Listed entries:

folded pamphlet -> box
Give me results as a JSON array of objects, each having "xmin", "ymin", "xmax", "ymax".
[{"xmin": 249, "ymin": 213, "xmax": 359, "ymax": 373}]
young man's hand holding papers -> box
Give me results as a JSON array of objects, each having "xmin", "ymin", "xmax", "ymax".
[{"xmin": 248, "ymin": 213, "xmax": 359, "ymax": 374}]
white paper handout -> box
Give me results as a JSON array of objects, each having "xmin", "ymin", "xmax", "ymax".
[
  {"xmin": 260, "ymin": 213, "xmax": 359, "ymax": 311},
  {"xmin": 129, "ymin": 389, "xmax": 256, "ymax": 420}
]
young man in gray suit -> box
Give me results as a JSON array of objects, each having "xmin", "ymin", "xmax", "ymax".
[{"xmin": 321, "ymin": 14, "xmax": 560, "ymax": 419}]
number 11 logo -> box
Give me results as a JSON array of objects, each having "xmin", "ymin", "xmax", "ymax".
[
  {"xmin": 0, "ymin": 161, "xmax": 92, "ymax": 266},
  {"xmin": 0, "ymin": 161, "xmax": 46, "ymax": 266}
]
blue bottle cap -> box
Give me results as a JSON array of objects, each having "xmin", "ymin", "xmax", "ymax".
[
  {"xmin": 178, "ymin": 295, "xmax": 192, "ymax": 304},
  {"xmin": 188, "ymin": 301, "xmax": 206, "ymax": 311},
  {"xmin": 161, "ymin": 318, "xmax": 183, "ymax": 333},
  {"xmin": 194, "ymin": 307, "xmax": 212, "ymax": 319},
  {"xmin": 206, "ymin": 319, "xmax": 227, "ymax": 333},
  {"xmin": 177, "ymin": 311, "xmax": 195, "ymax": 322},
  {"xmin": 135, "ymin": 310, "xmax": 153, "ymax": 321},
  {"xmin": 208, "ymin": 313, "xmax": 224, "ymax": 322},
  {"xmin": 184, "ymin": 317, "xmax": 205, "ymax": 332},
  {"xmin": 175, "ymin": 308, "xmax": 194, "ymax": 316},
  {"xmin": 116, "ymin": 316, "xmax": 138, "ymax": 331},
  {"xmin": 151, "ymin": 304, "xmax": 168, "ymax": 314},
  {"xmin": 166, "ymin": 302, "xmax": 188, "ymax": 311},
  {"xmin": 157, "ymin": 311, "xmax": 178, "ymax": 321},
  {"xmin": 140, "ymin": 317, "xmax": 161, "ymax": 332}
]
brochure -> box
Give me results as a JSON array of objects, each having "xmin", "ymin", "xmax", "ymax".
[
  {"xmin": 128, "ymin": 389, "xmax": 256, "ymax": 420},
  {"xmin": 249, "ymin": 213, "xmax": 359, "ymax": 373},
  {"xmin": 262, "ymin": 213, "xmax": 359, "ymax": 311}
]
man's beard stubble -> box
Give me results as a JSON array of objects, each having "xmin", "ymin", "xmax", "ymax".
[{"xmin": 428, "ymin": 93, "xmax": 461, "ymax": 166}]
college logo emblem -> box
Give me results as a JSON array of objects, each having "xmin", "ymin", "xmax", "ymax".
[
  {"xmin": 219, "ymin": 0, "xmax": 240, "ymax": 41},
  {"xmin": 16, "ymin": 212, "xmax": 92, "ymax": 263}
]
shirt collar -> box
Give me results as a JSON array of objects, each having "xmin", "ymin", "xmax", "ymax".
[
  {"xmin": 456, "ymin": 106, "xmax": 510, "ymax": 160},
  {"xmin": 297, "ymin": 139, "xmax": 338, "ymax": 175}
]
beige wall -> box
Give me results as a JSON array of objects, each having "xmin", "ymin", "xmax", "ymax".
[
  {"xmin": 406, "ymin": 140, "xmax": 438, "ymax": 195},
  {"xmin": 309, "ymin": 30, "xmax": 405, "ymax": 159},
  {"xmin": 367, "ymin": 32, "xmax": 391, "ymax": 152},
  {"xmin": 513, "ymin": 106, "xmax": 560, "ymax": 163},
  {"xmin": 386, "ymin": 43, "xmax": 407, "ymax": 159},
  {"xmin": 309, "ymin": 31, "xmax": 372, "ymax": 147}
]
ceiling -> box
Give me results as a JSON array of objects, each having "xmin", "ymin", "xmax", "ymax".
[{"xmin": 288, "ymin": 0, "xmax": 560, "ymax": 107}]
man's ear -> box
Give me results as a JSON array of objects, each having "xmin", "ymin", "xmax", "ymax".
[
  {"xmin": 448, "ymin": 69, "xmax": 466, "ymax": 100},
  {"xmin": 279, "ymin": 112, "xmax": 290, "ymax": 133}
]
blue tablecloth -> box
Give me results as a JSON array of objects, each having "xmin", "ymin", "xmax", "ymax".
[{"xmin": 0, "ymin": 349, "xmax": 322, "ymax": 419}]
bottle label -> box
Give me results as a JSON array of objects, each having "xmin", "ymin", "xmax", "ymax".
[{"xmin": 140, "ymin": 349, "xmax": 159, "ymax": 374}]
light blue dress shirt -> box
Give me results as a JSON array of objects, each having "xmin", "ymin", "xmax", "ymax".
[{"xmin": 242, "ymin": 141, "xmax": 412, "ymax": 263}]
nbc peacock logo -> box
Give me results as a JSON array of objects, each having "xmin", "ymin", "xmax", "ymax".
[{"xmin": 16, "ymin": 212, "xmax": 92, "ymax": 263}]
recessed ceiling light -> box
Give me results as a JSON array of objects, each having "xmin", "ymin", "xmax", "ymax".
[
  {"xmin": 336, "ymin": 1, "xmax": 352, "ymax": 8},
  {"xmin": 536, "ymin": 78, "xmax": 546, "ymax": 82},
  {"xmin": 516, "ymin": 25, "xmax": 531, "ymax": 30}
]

Problem description: Copy out each line of the material and keep every word unchanged.

Answer area:
folded pamphlet -> box
Give me results as a JSON array of objects, each having "xmin", "ymin", "xmax", "ymax".
[{"xmin": 249, "ymin": 213, "xmax": 359, "ymax": 373}]
young man's hand holding papers -> box
Give me results as a JSON array of objects, each having "xmin", "ymin", "xmax", "ymax".
[{"xmin": 248, "ymin": 213, "xmax": 359, "ymax": 374}]
white paper handout -> box
Give me results as a JSON array of objects, each having "xmin", "ymin", "xmax", "ymax".
[
  {"xmin": 260, "ymin": 213, "xmax": 359, "ymax": 311},
  {"xmin": 129, "ymin": 389, "xmax": 256, "ymax": 420}
]
young man in gray suit -> box
Give me results as a JSON array of objects, each having "xmin", "ymin", "xmax", "ymax".
[{"xmin": 321, "ymin": 14, "xmax": 560, "ymax": 419}]
number 11 logo -> box
Give me results as a JSON array of objects, each having "xmin", "ymin", "xmax", "ymax".
[
  {"xmin": 0, "ymin": 161, "xmax": 92, "ymax": 266},
  {"xmin": 0, "ymin": 161, "xmax": 46, "ymax": 266}
]
blue bottle cap -> box
Give me results as a JSON array of objects, each having "xmin", "ymin", "xmax", "ymax".
[
  {"xmin": 178, "ymin": 295, "xmax": 192, "ymax": 304},
  {"xmin": 188, "ymin": 301, "xmax": 206, "ymax": 311},
  {"xmin": 161, "ymin": 318, "xmax": 183, "ymax": 333},
  {"xmin": 194, "ymin": 307, "xmax": 212, "ymax": 319},
  {"xmin": 206, "ymin": 319, "xmax": 227, "ymax": 333},
  {"xmin": 177, "ymin": 311, "xmax": 195, "ymax": 322},
  {"xmin": 135, "ymin": 310, "xmax": 153, "ymax": 321},
  {"xmin": 208, "ymin": 313, "xmax": 224, "ymax": 322},
  {"xmin": 184, "ymin": 317, "xmax": 205, "ymax": 332},
  {"xmin": 175, "ymin": 308, "xmax": 194, "ymax": 316},
  {"xmin": 116, "ymin": 316, "xmax": 138, "ymax": 331},
  {"xmin": 151, "ymin": 304, "xmax": 168, "ymax": 314},
  {"xmin": 166, "ymin": 302, "xmax": 188, "ymax": 311},
  {"xmin": 157, "ymin": 311, "xmax": 178, "ymax": 321},
  {"xmin": 140, "ymin": 317, "xmax": 161, "ymax": 332}
]
brochure -> box
Give me results as a JSON array of objects, each having "xmin", "ymin", "xmax", "ymax".
[
  {"xmin": 128, "ymin": 389, "xmax": 256, "ymax": 420},
  {"xmin": 249, "ymin": 213, "xmax": 359, "ymax": 373},
  {"xmin": 262, "ymin": 213, "xmax": 359, "ymax": 311}
]
man's beard stubble -> box
Give me results as a JSON array of objects, each having "xmin", "ymin", "xmax", "ymax".
[{"xmin": 428, "ymin": 93, "xmax": 461, "ymax": 166}]
college logo emblem -> box
Give me results as a JSON array of objects, each having "xmin", "ymin", "xmax", "ymax".
[
  {"xmin": 219, "ymin": 0, "xmax": 240, "ymax": 41},
  {"xmin": 16, "ymin": 212, "xmax": 92, "ymax": 263}
]
shirt collar -> box
Give me results as a JSON array of objects, each having "xmin", "ymin", "xmax", "ymax".
[
  {"xmin": 456, "ymin": 106, "xmax": 510, "ymax": 160},
  {"xmin": 297, "ymin": 139, "xmax": 338, "ymax": 175}
]
beige wall -> box
Give me results as a JSON array of objects, each having "xmin", "ymin", "xmax", "ymax".
[
  {"xmin": 406, "ymin": 140, "xmax": 438, "ymax": 195},
  {"xmin": 309, "ymin": 30, "xmax": 405, "ymax": 159},
  {"xmin": 367, "ymin": 32, "xmax": 391, "ymax": 152},
  {"xmin": 513, "ymin": 106, "xmax": 560, "ymax": 163},
  {"xmin": 386, "ymin": 43, "xmax": 407, "ymax": 159},
  {"xmin": 309, "ymin": 31, "xmax": 372, "ymax": 147}
]
ceiling -> box
Give me results as a JSON array of objects, each having "xmin", "ymin", "xmax", "ymax".
[{"xmin": 288, "ymin": 0, "xmax": 560, "ymax": 107}]
man's ear -> box
Give me results as a JSON array of objects, each having "xmin", "ymin", "xmax", "ymax".
[
  {"xmin": 448, "ymin": 69, "xmax": 466, "ymax": 100},
  {"xmin": 279, "ymin": 112, "xmax": 290, "ymax": 133}
]
blue tablecloth -> box
Give me results as a JSON array of objects, each having "xmin", "ymin", "xmax", "ymax".
[{"xmin": 0, "ymin": 349, "xmax": 322, "ymax": 419}]
bottle label -> box
Give me results as a JSON array of objects, each having "xmin", "ymin", "xmax", "ymax".
[{"xmin": 140, "ymin": 349, "xmax": 159, "ymax": 374}]
light blue dress shirt -> box
Give me results as a JSON array of objects, each having "xmin", "ymin", "xmax", "ymax".
[{"xmin": 242, "ymin": 141, "xmax": 412, "ymax": 263}]
nbc peacock logo -> box
Give me results as a JSON array of objects, each having "xmin", "ymin", "xmax", "ymax".
[{"xmin": 16, "ymin": 212, "xmax": 92, "ymax": 263}]
recessed ceiling light -> box
Give me results as a JSON array of objects, each having "xmin", "ymin", "xmax", "ymax".
[
  {"xmin": 336, "ymin": 1, "xmax": 352, "ymax": 8},
  {"xmin": 536, "ymin": 78, "xmax": 546, "ymax": 82},
  {"xmin": 516, "ymin": 25, "xmax": 531, "ymax": 30}
]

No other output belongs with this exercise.